## [Source excerpt]
+===+

Joseph StalinNot long ago I read Stalin: Triumph and Tragedy, a magisterial biography — stop right there. Don’t you hate it when reviewers reflexively laud a biography with the cliche “magisterial”? Besides, the reactions this nonetheless important book evoked in me ranged from banal (okay, another cliché, this one to describe evil, of course) to disgusting — the deeds Stalin committed. It was written in 1991by Dimitri Volkogonov, one of Russia’s highest ranking generals and among the first to gain access to secret archives of the Stalin years . If you’ll recall, that was a time when the life of a Russian, especially if he or she worked for the state, was like a game of Russian roulette.

We haven’t reached the point in the United States where the state capriciously singles out individuals for execution or imprisonment (at least not on the scale Stalin did). But has any recent reporting brought home the extent to which the U.S. government has become a secretive national security state than the series by Dana Priest and William Arkin that the Washington Post is publishing this week?

Part one, A hidden world, growing beyond control, begins (as you probably know since you’ve no doubt read it):

The top-secret world the government created in response to the terrorist attacks of Sept. 11, 2001, has become so large, so unwieldy and so secretive that no one knows how much money it costs, how many people it employs, how many programs exist within it or exactly how many agencies do the same work.

+===+

## [Exercise details]
According to the Stalin review, who wrote Stalin: Triumph and Tragedy? The material that comes next has no connection to the Stalin review.

## [Data section]
+===+

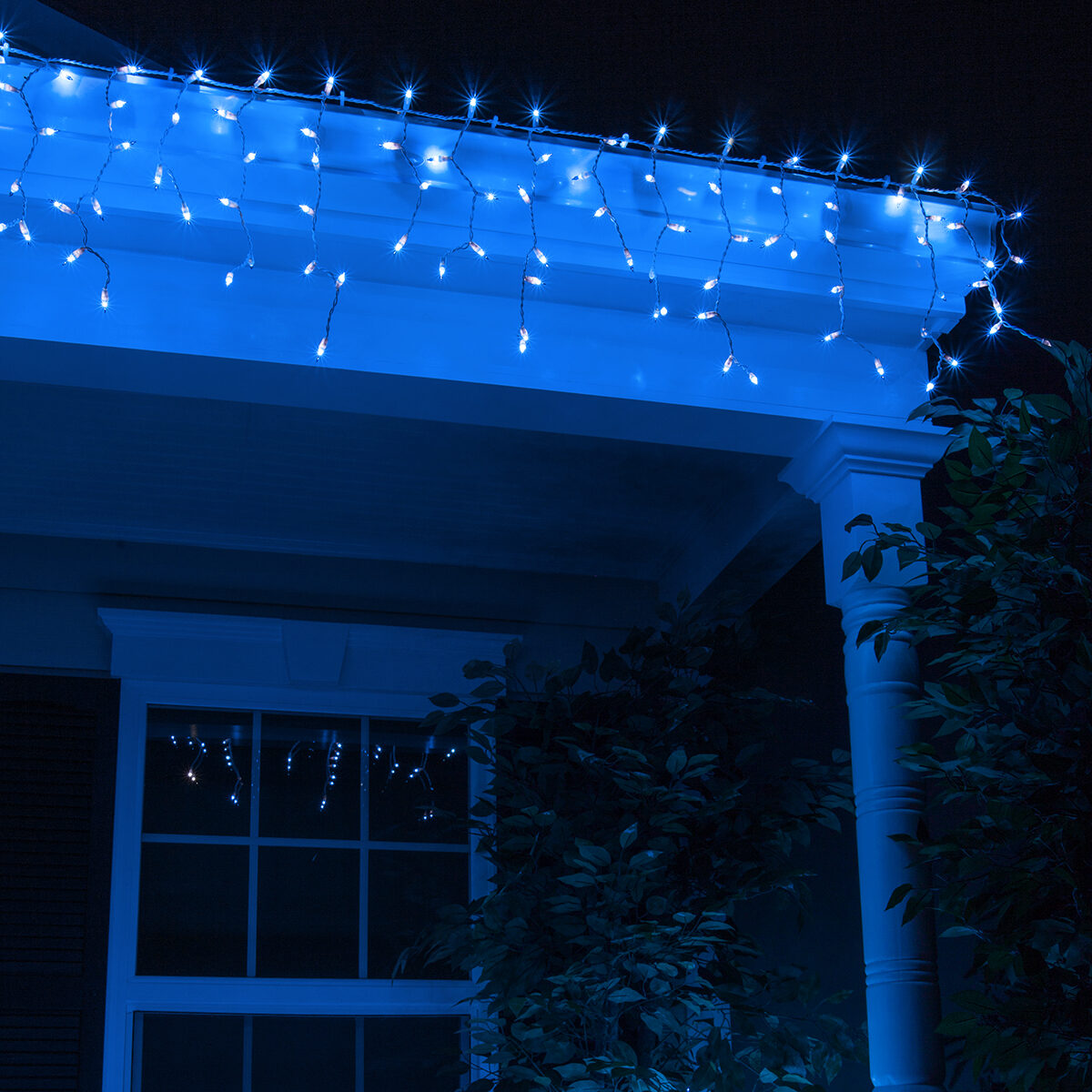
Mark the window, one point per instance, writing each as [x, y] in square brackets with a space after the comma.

+===+

## [Solution to this exercise]
Dimitri Volkogonov